---------- SUPPLIED INFORMATION ----------

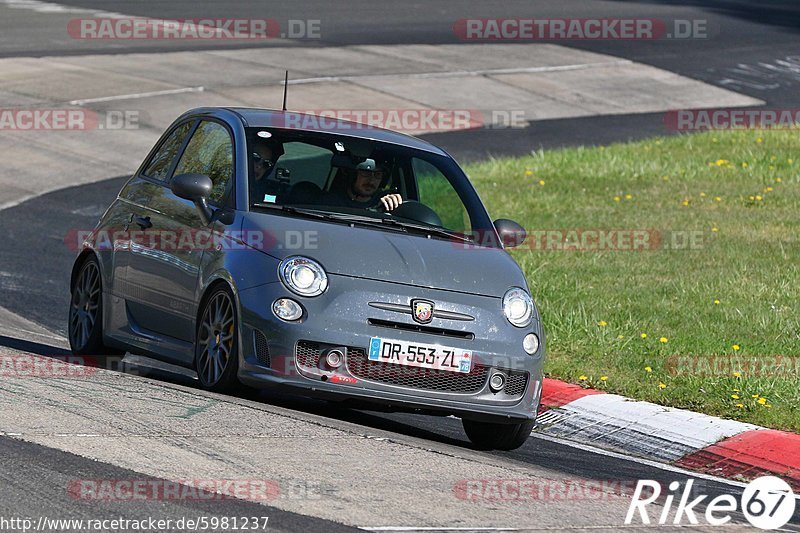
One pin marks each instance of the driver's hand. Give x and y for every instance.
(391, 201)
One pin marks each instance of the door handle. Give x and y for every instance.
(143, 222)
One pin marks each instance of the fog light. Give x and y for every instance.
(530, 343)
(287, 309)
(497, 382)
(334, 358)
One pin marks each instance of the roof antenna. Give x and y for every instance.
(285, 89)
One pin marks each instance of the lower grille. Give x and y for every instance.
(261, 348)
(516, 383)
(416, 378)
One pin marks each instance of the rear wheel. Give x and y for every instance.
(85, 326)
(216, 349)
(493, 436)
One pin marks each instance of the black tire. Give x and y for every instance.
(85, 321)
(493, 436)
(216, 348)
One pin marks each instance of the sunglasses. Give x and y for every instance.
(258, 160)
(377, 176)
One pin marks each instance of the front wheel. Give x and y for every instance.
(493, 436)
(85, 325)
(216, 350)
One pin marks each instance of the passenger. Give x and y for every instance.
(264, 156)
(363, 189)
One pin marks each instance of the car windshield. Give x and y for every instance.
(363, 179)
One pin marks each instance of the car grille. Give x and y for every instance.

----------

• _TASK DETAILS_:
Copy every one of these entries out word for word, leaving out the pictures.

• _REPLY TO THE TASK_:
One pin marks each instance of the driver's hand. Give x and y for every instance.
(391, 201)
One pin marks each instance of the door handle. Give x and y for every instance.
(143, 222)
One pin marks each instance of the fog light. Give x and y for every instance.
(530, 343)
(287, 309)
(497, 382)
(334, 358)
One pin marks each instance of the roof antenna. Give x and y for every instance.
(285, 89)
One pin marks each instance of the lower grille. Give x and y for every instance.
(261, 348)
(516, 383)
(416, 378)
One pin marks each instance of the rear wheel. Give x and y for every instance.
(85, 326)
(216, 349)
(493, 436)
One pin marks each instance of the black tire. Give x and y for every instance.
(85, 321)
(493, 436)
(216, 348)
One pin marks each instance of the sunglasses. Give x and y for every instance.
(258, 160)
(377, 176)
One pin marks each instance of the front wheel. Give x and y for every instance.
(493, 436)
(85, 325)
(216, 350)
One pin marks each instance of the passenger. Give x and y for every instance.
(264, 156)
(363, 189)
One pin marks each instance of the car windshield. Give x and y for every instance.
(363, 179)
One pin marks each instance of the car grille. Give x and y for every instance.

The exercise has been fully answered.